| REQUIRED TASK |
Write out only the lines running from the one that contains "point_to(query) returns one keypoint per instance of the window" to the end of the material, both ends included.

»»

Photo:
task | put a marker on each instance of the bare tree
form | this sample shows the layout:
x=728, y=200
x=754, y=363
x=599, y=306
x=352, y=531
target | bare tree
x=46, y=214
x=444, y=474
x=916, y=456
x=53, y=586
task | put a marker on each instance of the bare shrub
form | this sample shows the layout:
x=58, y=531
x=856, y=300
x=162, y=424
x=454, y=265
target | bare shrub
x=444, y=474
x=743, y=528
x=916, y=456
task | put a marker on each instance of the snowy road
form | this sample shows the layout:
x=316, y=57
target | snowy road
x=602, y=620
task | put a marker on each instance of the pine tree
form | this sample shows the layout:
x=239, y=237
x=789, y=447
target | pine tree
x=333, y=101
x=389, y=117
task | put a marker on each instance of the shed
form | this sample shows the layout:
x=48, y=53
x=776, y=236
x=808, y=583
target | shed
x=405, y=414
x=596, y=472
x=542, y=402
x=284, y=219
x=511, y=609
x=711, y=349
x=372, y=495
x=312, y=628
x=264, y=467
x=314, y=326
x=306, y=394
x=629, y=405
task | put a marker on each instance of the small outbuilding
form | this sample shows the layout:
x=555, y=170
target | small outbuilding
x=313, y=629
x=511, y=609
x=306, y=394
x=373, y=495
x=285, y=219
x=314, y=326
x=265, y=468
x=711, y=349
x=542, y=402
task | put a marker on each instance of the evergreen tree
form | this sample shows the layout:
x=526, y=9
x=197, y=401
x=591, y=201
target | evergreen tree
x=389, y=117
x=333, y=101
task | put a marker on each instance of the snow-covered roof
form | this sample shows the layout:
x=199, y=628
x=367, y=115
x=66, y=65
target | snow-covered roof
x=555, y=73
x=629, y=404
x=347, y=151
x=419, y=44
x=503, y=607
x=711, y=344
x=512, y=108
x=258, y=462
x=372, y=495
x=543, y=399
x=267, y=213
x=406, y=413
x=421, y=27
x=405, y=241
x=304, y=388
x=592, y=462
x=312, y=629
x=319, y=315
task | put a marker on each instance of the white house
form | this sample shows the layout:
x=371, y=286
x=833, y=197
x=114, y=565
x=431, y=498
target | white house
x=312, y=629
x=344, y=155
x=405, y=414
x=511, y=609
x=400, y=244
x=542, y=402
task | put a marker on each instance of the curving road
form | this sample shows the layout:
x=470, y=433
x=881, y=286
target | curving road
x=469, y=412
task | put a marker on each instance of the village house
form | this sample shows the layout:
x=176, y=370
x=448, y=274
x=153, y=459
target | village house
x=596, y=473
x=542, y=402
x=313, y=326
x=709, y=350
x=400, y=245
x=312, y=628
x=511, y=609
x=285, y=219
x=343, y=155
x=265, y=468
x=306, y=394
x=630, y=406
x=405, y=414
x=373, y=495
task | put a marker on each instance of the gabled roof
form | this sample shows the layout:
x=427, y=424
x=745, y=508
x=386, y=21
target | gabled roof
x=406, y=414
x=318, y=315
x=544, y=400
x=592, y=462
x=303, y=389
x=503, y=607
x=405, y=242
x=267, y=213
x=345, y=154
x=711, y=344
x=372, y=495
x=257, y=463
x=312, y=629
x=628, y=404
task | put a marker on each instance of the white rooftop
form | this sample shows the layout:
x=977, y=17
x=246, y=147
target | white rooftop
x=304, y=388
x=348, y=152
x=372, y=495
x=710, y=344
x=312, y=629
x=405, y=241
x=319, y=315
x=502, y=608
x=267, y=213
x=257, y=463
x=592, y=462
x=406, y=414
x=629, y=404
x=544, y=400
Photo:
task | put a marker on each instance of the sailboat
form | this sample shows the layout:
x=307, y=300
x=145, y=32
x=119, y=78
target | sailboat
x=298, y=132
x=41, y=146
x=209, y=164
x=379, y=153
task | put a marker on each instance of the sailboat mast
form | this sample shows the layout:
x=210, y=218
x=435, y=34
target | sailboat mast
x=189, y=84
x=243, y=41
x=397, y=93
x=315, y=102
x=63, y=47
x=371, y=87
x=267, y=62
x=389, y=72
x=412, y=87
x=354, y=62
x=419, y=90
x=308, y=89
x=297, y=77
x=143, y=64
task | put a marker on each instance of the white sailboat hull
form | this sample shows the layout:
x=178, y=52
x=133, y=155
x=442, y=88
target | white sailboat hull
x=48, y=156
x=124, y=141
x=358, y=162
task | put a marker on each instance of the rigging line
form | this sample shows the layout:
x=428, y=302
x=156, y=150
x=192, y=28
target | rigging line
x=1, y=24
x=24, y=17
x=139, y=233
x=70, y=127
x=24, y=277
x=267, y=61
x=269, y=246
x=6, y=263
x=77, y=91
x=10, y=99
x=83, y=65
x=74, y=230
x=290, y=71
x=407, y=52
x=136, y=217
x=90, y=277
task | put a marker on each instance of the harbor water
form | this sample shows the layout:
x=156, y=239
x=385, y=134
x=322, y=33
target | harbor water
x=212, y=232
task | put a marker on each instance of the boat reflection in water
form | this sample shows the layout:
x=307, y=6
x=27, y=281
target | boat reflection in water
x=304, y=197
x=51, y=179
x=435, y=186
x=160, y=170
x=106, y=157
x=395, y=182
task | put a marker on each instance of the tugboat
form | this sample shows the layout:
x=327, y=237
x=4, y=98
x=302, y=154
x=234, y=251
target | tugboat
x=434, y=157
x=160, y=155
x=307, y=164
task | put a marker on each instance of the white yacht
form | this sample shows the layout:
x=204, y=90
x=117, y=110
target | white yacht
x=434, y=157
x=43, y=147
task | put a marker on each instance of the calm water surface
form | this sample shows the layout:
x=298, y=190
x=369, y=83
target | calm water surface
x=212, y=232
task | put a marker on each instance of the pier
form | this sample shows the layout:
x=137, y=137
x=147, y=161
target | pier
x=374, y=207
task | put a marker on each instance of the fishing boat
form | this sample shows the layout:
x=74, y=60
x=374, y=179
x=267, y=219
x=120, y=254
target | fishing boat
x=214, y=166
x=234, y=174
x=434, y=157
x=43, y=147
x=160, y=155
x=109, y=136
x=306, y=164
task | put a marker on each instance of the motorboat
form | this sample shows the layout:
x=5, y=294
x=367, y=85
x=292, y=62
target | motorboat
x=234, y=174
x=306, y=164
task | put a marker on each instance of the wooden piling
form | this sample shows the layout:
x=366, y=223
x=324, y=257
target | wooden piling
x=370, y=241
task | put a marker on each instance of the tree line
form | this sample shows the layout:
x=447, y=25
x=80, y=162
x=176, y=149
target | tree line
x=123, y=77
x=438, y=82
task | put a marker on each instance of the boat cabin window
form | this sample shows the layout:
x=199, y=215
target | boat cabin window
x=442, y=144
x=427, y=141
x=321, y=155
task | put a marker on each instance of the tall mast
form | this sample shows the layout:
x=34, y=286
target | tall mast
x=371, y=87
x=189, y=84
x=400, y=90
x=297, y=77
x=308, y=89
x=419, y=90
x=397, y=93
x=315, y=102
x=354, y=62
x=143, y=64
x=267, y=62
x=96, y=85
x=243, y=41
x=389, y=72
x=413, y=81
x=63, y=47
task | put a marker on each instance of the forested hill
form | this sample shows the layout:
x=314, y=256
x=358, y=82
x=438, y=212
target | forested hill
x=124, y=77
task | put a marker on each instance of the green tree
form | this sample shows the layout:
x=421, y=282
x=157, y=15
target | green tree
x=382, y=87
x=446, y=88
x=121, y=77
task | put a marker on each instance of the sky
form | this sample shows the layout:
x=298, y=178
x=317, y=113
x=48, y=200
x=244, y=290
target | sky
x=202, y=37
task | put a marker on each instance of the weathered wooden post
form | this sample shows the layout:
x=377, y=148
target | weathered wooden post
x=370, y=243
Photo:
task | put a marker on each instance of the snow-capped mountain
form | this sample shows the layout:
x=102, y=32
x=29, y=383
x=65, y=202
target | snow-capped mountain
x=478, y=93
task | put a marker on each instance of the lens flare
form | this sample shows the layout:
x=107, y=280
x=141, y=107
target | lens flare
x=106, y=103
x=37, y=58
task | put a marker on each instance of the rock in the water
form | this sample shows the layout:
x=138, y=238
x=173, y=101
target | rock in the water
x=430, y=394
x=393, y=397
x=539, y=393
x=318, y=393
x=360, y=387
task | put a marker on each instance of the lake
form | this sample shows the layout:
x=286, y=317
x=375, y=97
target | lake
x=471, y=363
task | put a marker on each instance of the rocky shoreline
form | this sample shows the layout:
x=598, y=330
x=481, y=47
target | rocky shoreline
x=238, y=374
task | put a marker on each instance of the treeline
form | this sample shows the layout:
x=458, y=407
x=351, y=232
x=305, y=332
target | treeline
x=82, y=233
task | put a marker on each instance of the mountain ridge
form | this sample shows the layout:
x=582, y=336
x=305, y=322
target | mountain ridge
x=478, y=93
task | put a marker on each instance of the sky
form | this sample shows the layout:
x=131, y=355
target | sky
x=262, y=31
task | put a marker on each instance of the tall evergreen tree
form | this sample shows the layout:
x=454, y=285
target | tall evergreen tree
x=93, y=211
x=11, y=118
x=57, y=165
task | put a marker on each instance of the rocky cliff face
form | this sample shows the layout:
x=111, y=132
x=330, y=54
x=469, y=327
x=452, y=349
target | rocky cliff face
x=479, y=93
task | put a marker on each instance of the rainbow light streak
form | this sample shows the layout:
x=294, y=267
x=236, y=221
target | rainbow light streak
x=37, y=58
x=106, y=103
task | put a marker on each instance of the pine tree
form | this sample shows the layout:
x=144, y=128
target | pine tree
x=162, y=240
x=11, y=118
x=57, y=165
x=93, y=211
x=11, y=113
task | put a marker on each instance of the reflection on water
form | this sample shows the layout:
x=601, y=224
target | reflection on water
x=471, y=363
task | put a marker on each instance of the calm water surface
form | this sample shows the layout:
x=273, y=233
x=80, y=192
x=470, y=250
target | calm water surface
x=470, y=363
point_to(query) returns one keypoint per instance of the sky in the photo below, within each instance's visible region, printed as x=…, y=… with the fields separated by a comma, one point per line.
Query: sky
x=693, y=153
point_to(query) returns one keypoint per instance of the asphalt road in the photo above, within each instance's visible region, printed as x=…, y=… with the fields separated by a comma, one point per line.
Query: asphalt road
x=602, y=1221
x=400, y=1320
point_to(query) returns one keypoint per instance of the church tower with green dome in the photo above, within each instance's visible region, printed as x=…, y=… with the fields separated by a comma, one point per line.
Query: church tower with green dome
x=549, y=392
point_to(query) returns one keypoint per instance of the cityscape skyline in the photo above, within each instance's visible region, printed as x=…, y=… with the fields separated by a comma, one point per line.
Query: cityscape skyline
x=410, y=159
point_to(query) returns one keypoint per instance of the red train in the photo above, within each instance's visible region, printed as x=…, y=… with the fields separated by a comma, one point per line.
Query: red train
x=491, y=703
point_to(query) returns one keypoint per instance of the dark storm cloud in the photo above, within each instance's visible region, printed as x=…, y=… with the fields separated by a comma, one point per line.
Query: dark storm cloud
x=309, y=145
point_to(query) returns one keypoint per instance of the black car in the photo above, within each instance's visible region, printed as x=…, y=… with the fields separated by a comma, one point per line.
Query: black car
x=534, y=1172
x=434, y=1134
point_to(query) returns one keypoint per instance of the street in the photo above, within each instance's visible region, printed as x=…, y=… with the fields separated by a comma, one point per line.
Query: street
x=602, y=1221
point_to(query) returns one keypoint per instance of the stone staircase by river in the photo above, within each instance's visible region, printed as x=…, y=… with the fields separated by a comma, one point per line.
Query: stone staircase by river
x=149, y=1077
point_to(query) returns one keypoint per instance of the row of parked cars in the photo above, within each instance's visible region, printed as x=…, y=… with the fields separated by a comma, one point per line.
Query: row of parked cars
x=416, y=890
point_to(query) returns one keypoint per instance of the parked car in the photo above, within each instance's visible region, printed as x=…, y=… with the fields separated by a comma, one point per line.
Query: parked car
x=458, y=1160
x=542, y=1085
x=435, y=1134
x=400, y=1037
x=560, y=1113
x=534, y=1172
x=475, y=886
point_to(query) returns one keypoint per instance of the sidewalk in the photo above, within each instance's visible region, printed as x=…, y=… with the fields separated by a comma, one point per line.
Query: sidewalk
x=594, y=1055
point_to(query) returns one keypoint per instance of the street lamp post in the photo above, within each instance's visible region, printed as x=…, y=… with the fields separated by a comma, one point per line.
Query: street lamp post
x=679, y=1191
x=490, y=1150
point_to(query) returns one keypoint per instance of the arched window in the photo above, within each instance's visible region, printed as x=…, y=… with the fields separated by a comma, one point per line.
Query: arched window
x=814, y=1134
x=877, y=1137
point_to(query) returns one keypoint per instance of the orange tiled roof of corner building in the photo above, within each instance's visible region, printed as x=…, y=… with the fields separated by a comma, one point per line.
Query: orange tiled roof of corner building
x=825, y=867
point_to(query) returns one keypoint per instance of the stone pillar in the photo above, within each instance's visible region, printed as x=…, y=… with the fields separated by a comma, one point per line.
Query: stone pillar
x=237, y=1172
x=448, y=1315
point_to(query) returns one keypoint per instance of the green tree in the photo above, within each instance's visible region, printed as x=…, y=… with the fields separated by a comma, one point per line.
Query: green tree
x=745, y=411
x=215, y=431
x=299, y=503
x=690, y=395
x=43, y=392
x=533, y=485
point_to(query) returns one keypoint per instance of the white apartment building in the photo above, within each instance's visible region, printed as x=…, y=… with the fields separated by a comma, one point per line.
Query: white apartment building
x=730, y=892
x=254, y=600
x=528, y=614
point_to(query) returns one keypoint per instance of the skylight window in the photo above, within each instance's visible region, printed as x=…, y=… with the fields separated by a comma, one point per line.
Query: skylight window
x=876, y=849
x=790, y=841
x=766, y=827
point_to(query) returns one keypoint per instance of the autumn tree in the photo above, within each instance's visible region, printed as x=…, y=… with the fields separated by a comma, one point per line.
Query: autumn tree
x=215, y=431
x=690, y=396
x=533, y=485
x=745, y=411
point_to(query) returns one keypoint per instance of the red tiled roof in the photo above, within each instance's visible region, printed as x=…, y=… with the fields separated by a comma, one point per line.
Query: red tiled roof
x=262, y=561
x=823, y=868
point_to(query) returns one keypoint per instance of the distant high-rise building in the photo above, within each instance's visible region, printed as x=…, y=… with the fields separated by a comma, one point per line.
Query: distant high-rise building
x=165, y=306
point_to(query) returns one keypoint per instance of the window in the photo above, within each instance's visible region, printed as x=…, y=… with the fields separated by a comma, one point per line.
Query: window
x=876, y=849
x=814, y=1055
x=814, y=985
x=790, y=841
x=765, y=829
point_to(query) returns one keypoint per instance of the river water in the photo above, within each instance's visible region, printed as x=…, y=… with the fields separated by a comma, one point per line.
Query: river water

««

| RIGHT ANSWER |
point_to(query) returns one keypoint per instance of the window in the photo above, within each instance's visible region, printed as x=…, y=… with the fields separated by a comma, one point per line.
Query: window
x=876, y=849
x=814, y=1055
x=814, y=985
x=790, y=841
x=765, y=829
point_to(query) returns one keypoint per instance of the river water in the photo above, within each instance's visible region, printed as x=…, y=… with the fields separated by a comma, one point per line.
Query: river water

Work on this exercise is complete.